COMPITO ASSEGNATO —
Stampa senza alcuna modifica le righe partendo da quella che contiene "target: fallen log" e terminando con quella che contiene "rule: each instance of the fallen", entrambe incluse.

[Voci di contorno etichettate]
↓↓↓

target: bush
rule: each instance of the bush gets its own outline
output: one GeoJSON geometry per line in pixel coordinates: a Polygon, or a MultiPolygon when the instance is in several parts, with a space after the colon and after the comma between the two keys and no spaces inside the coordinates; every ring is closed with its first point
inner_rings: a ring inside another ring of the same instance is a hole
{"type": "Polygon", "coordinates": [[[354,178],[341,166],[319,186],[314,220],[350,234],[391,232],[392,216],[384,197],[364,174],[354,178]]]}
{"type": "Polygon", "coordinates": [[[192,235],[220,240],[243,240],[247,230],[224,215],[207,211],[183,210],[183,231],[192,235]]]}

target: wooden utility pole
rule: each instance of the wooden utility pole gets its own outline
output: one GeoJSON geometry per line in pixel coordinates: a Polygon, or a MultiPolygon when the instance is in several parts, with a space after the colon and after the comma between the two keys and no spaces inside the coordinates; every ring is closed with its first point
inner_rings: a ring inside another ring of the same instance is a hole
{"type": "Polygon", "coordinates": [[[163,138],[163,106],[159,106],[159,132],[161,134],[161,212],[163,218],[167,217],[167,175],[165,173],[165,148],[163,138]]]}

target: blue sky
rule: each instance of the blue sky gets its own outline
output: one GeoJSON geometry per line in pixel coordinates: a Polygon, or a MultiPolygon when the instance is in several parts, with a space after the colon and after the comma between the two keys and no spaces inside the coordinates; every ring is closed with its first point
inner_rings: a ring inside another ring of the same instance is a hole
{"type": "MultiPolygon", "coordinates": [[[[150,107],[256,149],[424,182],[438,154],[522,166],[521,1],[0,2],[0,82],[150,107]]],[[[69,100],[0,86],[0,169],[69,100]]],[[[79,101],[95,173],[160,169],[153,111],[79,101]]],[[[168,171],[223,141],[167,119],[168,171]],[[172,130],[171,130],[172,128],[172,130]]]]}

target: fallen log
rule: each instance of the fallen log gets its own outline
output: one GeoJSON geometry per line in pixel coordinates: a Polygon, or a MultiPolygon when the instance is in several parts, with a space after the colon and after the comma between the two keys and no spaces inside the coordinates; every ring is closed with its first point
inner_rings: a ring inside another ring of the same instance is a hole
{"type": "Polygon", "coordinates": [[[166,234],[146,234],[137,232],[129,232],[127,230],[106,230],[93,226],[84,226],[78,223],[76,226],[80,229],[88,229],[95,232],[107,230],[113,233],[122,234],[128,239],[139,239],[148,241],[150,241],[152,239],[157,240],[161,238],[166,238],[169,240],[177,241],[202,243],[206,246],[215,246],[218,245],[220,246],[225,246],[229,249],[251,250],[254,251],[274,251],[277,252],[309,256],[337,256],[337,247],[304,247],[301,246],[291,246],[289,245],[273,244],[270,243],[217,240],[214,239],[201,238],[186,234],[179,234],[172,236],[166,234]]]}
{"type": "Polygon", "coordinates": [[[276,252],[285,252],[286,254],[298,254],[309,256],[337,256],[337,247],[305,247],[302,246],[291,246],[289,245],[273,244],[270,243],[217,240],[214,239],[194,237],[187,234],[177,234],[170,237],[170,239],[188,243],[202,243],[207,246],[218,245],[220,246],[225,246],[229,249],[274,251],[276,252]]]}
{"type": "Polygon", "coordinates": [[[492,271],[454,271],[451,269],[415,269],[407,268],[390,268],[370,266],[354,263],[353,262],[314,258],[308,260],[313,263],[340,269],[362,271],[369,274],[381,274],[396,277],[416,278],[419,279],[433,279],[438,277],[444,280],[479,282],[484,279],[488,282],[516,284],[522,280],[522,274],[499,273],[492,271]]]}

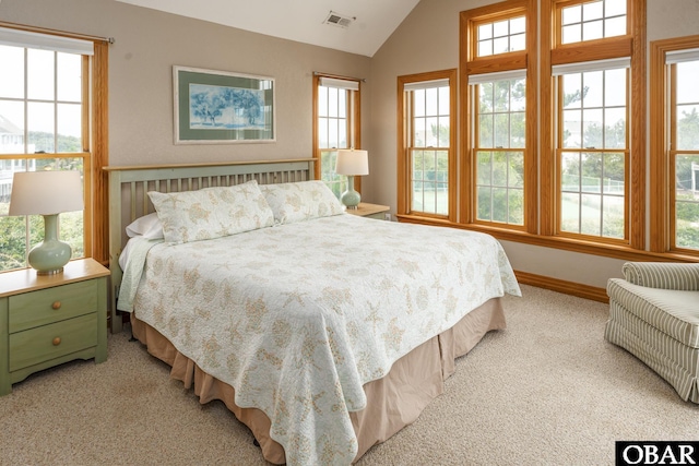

↑↑↑

RISPOSTA QUI SOTTO —
target: fallen log
rule: each instance of the fallen log gets its own outline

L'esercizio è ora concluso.